* [O que fazer]
1. Repita sem nenhuma alteração a passagem do texto sobre o queijo colonial que vai de "As áreas de" até "toneladas por ano.", inclusive.
2. Segundo o texto sobre o queijo colonial, quantas famílias dos três estados do Sul do Brasil produzem esse queijo, aproximadamente?
3. Prossiga o texto sobre o queijo colonial logo depois da última frase apresentada.

* [Trecho selecionado]
_ _ _

Queijo Colonial

Arca do Gosto // Queijos e produtos lácteos

História, cultura e valorização territorial no Sul do Brasil

por Clóvis Dorigon1

Breve história do produto e sua relação com a cultura regional

A produção de queijo colonial está associada à história da colonização da região Sul do Brasil. Também denominado de formáio, segundo o dialeto dos descendentes dos imigrantes italianos, o queijo colonial é um dos mais emblemáticos de um conjunto diversificado de produtos que no Sul do Brasil são conhecidos por “produtos coloniais”, assim denominados os tradicionalmente processados nos estabelecimentos rurais pelos pequenos agricultores familiares da região Sul, em sua maioria descendentes de imigrantes italianos, alemães e polonoses – os “colonos” – para o autoconsumo familiar, tais como salames e demais derivados da carne suína, queijos e outros derivados do leite, doces, geleias, compotas e sucos de frutas, conservas de hortaliças, massas, biscoitos, açúcar mascavo, melado, vinho, dentre outros produtos (DORIGON, 2008).

As áreas de sua produção correspondem àquelas colonizadas principalmente por descendentes de italianos e alemães. No Rio Grande do Sul, figuram a Serra Gaúcha e o Noroeste do Estado; em Santa Catarina o Oeste e, em menor quantidade o Sul do Estado e o Vale do Itajaí. No Paraná, o Sudoeste e o Oeste do Estado.

Figura 1. Paisagem típica da região oeste catarinense e o mosaico formado pelas pequenas propriedades. Fonte: Clovis Dorigon (2008)

Embora não existam dados precisos, estima-se que nos três estados do Sul do Brasil aproximadamente 30 mil famílias produzem o queijo colonial, totalizando cerca de 13 mil toneladas por ano.

Até o início dos anos 90 do século passado, tanto as atividades ligadas à produção do leite – a ordenha e o cuidado com os animais – como a produção dos seus derivados eram constitutivos da economia feminina2, sendo a produção do queijo colonial uma atividade desenvolvida pelas mulheres.

O queijo era produzido com o leite cru excedente do autoconsumo, obtendo-se, em média, uma unidade com 1 kg ou mais por dia, parte consumida pela família e o restante comercializado no mercado informal, diretamente aos consumidores, via relações de confiança. Embora a renda advinda destas pequenas quantidades de queijo fosse modesta, era de grande importância na administração do lar, pois com tais recursos, as mulheres compravam roupas para os filhos, material escolar e gêneros alimentícios não produzidos na propriedade, como café, açúcar, sal, farinha de trigo, dentre outros. Ressalta-se também que a rápida expansão da atividade leiteira ocorreu a partir da presença nas propriedades rurais desses pequenos rebanhos, que forneciam leite para consumo familiar e para a produção de queijo colonial o que permitiu que em menos de 20 anos o oeste catarinense se transformasse numa das principais bacias leiteiras do País.

_ _ _

* [Dados registrados]

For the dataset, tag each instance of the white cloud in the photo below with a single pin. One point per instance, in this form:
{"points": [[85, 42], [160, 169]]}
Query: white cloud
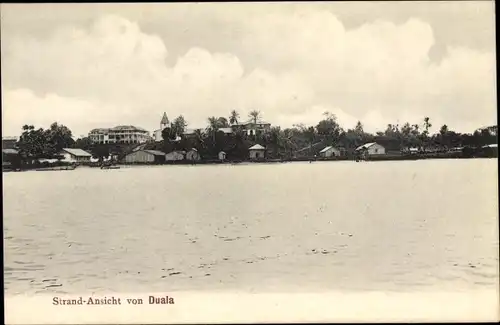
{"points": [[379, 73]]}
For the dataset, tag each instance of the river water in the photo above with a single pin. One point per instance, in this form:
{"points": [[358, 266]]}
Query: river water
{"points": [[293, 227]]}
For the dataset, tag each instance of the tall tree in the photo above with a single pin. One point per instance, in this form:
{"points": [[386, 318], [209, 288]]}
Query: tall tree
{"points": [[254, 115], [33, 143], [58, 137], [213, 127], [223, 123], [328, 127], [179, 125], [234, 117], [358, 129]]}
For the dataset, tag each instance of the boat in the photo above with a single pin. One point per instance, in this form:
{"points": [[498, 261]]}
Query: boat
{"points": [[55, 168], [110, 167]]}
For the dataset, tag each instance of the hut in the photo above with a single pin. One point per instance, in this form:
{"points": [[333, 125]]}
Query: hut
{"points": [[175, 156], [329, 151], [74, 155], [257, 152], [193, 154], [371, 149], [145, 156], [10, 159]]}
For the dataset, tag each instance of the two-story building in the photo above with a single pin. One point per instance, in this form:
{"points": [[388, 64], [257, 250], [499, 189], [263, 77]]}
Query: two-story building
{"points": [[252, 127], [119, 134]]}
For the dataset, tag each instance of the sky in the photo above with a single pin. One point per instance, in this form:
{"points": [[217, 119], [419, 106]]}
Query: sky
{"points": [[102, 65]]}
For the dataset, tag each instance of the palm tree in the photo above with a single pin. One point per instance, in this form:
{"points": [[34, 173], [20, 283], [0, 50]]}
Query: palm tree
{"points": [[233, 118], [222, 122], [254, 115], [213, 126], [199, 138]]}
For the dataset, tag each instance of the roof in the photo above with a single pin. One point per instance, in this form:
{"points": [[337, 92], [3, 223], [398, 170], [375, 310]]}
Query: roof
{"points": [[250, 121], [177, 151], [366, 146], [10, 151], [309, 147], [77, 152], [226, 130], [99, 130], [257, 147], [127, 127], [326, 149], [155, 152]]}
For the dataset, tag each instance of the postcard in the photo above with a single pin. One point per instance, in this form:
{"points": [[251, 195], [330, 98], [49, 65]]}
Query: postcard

_ _ _

* [Resultados por tarefa]
1.
As áreas de sua produção correspondem àquelas colonizadas principalmente por descendentes de italianos e alemães. No Rio Grande do Sul, figuram a Serra Gaúcha e o Noroeste do Estado; em Santa Catarina o Oeste e, em menor quantidade o Sul do Estado e o Vale do Itajaí. No Paraná, o Sudoeste e o Oeste do Estado.

Figura 1. Paisagem típica da região oeste catarinense e o mosaico formado pelas pequenas propriedades. Fonte: Clovis Dorigon (2008)

Embora não existam dados precisos, estima-se que nos três estados do Sul do Brasil aproximadamente 30 mil famílias produzem o queijo colonial, totalizando cerca de 13 mil toneladas por ano.

2. Aproximadamente 30 mil famílias.

3.
Entretanto, o queijo colonial de leite cru está deixando de ser produzido pelas agricultoras. Se tomarmos a região oeste de Santa Catarina como exemplo, com cerca de 80 mil estabelecimentos rurais, dos quais 90% são de propriedade de agricultores familiares, em 1985 o queijo colonial era produzido em 37.361 destes estabelecimentos. Este número reduziu-se para apenas 3.389 em 2006, uma diminuição de 90,9% (IBGE). A razão principal desta drástica redução no número de produtoras de queijo é devido à imposição das normas sanitárias inadequadas à produção tradicional com leite cru. Outras razões são: o êxodo rural, especialmente de jovens – com a consequente interrupção da transmissão dos conhecimentos das mães para as filhas -, o aumento de escala de produção em outras atividades e a decorrente falta de tempo para a produção de queijo (DORIGON, 2008; DORIGON; RENK, 2011; DORIGON et al., 2015).  

É importante destacar também que são os produtores mais pobres que continuam a produzir o queijo colonial artesanal, devido a sua pequena escala de produção, às distâncias das linhas de leite e/ou às más condições das estradas, não interessando assim aos laticínios suas pequenas produções de matéria prima.  

Entretanto, ao mesmo tempo em que as agricultoras estão deixando de produzir queijo, as agroindústrias familiares rurais passam a ocupar esse mercado. Mas, para se formalizar, essas pequenas queijarias devem se submeter às normas higiênico-sanitárias que desconsideram as características artesanais do produto, gerando um processo de descaracterização do queijo colonial, pelo abandono das técnicas tradicionais de produção, que estão sendo paulatinamente abandonadas. Está se perdendo assim um dos maiores patrimônios culturais desses agricultores, ou seja, seu saber-fazer.

Uma das exigências para a formalização da produção de queijo é a pasteurização do leite. Assim, atualmente há também a produção de queijos coloniais em pequenas queijarias com leite pasteurizado, o que os aproxima dos queijos industriais.

Por ocasião de sua implantação, a exigência legal de pasteurização do leite destinado à produção de queijos artesanais foi pouco questionada. Porém, atualmente estão sendo feitos questionamentos a esse respeito, mesmo que ainda timidamente, havendo discussões em nível nacional em torno da defesa dos queijos de leite cru.

Estes questionamentos são formulados sobretudo pelos produtores ligados à ONGs e por alguns pesquisadores, especialmente os das ciências sociais e humanas. A percepção da importância de defender as técnicas tradicionais de produção do queijo colonial surge e se dissemina pela participação de produtores e pesquisadores no Slow Food e nos contatos que a Rede lhes permite: participação dos simpósios sobre produção dos queijos artesanais de leite cru; Terra Madre Brasil e Terra Madre/Salone del Gusto (Turim) e Cheese (Bra). Nestes eventos os produtores entram em contato com outros produtores de diferentes regiões do Brasil e do mundo, com técnicos, pesquisadores, chefs de cozinha, e passam a valorizar os atributos artesanais e os métodos tradicionais de produção dos queijos.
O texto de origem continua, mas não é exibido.